(Stored items from a collection)
◆ ◆ ◆ ◆ ◆
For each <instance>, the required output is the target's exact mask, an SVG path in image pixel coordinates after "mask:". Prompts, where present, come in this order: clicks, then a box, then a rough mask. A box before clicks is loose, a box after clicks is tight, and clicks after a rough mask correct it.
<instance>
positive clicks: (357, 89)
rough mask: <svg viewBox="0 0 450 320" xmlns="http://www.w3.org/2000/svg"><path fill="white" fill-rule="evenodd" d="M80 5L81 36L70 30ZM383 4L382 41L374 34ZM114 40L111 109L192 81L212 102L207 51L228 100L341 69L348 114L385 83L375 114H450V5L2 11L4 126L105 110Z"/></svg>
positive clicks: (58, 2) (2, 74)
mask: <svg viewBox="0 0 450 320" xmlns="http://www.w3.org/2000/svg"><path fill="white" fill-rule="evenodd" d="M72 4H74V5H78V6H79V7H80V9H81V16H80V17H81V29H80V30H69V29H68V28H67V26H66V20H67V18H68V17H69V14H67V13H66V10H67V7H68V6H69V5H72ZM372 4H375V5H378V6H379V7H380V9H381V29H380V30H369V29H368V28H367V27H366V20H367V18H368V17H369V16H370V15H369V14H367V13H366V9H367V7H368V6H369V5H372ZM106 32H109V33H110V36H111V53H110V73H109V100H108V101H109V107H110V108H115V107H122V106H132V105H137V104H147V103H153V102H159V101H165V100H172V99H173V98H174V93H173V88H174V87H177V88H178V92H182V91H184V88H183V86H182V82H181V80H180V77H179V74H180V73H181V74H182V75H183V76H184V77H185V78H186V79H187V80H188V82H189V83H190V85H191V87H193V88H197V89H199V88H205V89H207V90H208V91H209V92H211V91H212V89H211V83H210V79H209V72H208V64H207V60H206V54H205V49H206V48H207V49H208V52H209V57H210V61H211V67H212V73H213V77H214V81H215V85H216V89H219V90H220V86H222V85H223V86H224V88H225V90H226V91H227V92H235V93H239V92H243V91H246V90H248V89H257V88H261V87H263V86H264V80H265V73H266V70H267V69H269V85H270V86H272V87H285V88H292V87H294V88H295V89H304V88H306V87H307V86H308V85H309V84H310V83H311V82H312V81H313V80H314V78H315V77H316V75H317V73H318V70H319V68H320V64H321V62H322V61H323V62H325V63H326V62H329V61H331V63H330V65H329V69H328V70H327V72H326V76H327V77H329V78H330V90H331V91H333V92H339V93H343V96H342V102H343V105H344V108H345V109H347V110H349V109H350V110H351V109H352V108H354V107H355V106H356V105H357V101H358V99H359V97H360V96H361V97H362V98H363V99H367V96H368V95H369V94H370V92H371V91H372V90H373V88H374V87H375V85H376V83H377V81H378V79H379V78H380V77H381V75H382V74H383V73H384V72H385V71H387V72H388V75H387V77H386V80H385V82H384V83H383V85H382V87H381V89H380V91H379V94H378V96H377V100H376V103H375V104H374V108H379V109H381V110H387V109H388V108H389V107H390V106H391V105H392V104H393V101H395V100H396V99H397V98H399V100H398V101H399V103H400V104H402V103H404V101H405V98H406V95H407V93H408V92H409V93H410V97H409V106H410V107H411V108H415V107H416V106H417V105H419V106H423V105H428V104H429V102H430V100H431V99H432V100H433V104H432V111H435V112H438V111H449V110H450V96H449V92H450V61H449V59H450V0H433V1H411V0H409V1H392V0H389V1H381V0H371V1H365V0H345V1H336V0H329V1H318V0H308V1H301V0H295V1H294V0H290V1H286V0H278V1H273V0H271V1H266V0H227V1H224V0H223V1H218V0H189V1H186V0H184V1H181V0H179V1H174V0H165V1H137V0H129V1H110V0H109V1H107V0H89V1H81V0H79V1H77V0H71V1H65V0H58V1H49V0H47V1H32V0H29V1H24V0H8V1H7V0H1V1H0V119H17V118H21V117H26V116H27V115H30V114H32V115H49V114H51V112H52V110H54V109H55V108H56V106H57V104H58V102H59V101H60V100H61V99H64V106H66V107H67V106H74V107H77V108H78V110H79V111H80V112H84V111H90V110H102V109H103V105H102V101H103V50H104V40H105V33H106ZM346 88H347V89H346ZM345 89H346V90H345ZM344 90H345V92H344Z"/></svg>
◆ ◆ ◆ ◆ ◆
### TASK
Working from the entries above, find every line in which the word "rough" occurs and copy it.

### EXERCISE RESULT
For each <instance>, the required output is the target's exact mask, an SVG path in image pixel coordinates after "mask:". Prompts, where present, come in this order: clicks, then a box, then a rough mask. A box before clicks is loose, a box after clicks is tight, and clicks after a rough mask correct it.
rough mask: <svg viewBox="0 0 450 320" xmlns="http://www.w3.org/2000/svg"><path fill="white" fill-rule="evenodd" d="M80 5L81 36L70 30ZM383 4L382 41L374 34ZM114 40L111 109L192 81L212 102L207 51L228 100L341 69L348 114L385 83L375 114H450V5L2 11L4 126L105 110Z"/></svg>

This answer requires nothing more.